### Your instructions
Write out the material below line for line, changing nothing.
— Start Records for the task —
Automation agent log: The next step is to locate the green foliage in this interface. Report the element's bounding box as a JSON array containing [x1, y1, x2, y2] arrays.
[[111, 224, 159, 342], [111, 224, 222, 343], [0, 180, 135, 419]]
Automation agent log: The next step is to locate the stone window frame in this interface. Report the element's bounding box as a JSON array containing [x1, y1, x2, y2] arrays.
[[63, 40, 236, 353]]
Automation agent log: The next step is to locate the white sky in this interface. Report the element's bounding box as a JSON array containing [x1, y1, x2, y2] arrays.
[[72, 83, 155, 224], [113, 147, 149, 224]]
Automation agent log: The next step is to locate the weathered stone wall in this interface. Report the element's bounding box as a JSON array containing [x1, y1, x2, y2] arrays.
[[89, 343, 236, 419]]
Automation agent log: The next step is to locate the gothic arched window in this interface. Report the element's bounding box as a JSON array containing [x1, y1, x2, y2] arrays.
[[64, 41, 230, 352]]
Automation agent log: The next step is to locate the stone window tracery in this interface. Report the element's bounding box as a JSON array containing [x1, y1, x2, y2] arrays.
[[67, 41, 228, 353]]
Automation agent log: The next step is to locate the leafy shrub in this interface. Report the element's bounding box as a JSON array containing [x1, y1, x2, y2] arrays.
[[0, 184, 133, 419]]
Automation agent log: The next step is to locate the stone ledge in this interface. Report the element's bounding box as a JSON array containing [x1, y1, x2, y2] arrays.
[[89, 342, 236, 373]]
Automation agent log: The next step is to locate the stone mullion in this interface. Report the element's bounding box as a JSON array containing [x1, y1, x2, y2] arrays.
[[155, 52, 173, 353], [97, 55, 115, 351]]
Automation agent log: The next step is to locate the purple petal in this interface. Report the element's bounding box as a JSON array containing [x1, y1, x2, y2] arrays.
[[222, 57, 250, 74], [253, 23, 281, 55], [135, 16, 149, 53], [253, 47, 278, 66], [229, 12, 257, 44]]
— End Records for the task —
### Solution to this task
Automation agent log: The next step is to locate the green foliage in this interface. Report the element's bounding box as a JSON array containing [x1, y1, x2, y2] arrays.
[[111, 224, 159, 342], [111, 224, 222, 343], [0, 180, 135, 419]]
Automation agent log: The next step is to locate the stone window frame in this interface. Report the element's bounding box as a JSON array containing [x1, y1, x2, y2] arrays.
[[63, 40, 236, 353]]
Automation agent log: The next step is to locate the white sky in this interface. Report the element's bounding box as a JSON array containing [x1, y1, x2, y2] arrays.
[[72, 83, 155, 224], [113, 147, 149, 224]]
Automation agent log: The next step is to locate the weathered stone wall in this interface. Report the element's bounding box as a JSON array containing [x1, y1, x2, y2] arrays.
[[89, 343, 236, 419]]
Automation agent log: The next step is to locate the gothic arched window in this interface. Report the element's bounding box as a JSON array containing [x1, y1, x2, y2] arrays.
[[64, 41, 230, 352]]
Automation agent log: The next step is to locate the stone window tracery in this interface. Report the element's bounding box as a JSON array containing [x1, y1, x2, y2] arrays.
[[67, 41, 228, 353]]
Automation agent log: The next step is to locate the leafy shrub in this interface. Report the element's bounding box as a JSON array containing [x1, y1, x2, y2] arrays.
[[0, 184, 133, 419]]
Automation agent log: The next step is to locate the stone ledge in this interface. Report the element's bounding box as a JSON array containing [x1, y1, x2, y2] arrays.
[[89, 342, 236, 373]]
Automation agent log: The next step is to locate the stone mullion in this interface. Report the element's bounding box as a JSON array containing [x1, y1, x2, y2] arrays.
[[155, 52, 173, 353], [97, 55, 115, 351]]
Automation agent log: The next step is to locate the purple petal in this interface. Report the element's bounding box as a JSON array containing [x1, y1, x2, y2] arrays.
[[222, 57, 250, 74], [253, 23, 281, 55], [135, 16, 149, 53], [253, 47, 278, 66], [229, 12, 257, 44]]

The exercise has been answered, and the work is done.